> [SUPPLIED TEXT]
_ _ _ _

Thursday, March 30, 2006

ONE: Conscious Leadership

So, what ticks you off about leaders in your workplaces or in other positions of authority? When we can identify the characteristics that irritate us about our leaders (and, by the way, about ourselves as leaders), all we need to do is the opposite, which will then inspire others.

Lance Secretan's brand new book coming out on April 6 called ONE: The Art and Practice of Conscious Leadership opens up a very important dialogue about those characteristics and ideas for implementing them in our own lives.

Lance has discovered that what is really missing is oneness - unity - connection - community. He says, in this book, that in order to get to oneness, we simply need to connect with attributes that are within us already - those that represent behavior that is opposite of those leaders that irritate us. He calls these attributes the CASTLE principles, where CASTLE is an acronym for Courage, Authenticity, Service, Truthfulness, Love, and Effectiveness.

The CASTLE principles are so powerful and intuitive and natural that people can guess them before you tell them. Think about other models – very few have that kind of resonance. You can hardly forget this one.

Stay tuned for more information about this book and upcoming seminars, workshops and keynotes I'll be developing and delivering around this topic. I'd love to visit your city and your organization. I'm committed to facilitating dialogue about leading and living consciously in ways that will inspire and transform people, organizations, and the world.

And if you want to get a book before April 6, let me know. As a member of the ONE community, I'll be selling the books along with the seminars and keynotes and I can get you one before the release date. It will change your life and the world!

Wednesday, March 29, 2006

How's Your Head?

_ _ _ _

> [GOAL] Continue the conscious leadership blog text past its final heading by writing the body of the March 29, 2006 entry that follows it.

> [MATERIAL]
_ _ _ _

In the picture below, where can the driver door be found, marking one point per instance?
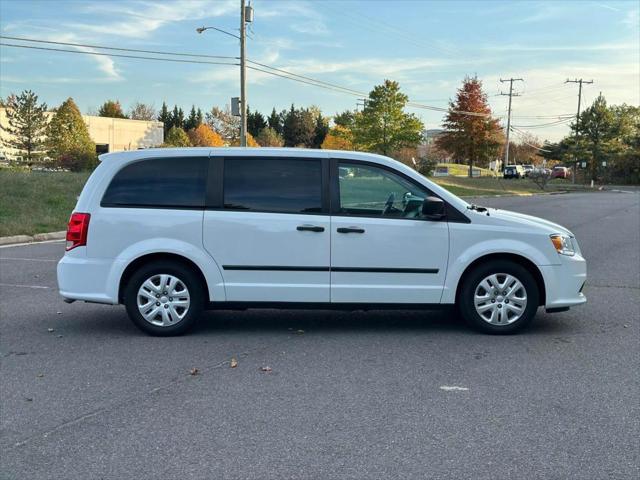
(382, 250)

_ _ _ _

> [RESPONSE TO THIS EXERCISE]
Right now, as you're reading this post, notice something. Do you have a headache? No? Did you notice that you didn't have a headache until I asked that question? Stop for a minute and appreciate the fact that you don't have a headache. Celebrate that your head feels good.

Do you find that a little goofy? Yet it's usually only when our head hurts that we wish we'd remember what it feels like not to have a headache. Only when we feel lousy can we appreciate what it's like to feel well.

That's not a lot different than the way we view our companies or organizations - or really, our lives. We don't really think much about the things that are going well until something happens to throw us off our game. At that point we need a quick fix so we can get back to taking the health of our bodies or our organizations for granted.

What might we do to maintain our health, whether that's our physical health or our organizational health? What might we do right now - today - when we don't have a headache, to ensure we won't get one - or at least to have a plan if we do?

Charles Handy talked about the Sigmoid Curve in his book The Age of Unreason. He also mentioned this concept in his book The Empty Raincoat where he said " the time you know where you ought to go, it's too late to go there, or, more dramatically, if you keep on going the way you are, you will miss the road to the future."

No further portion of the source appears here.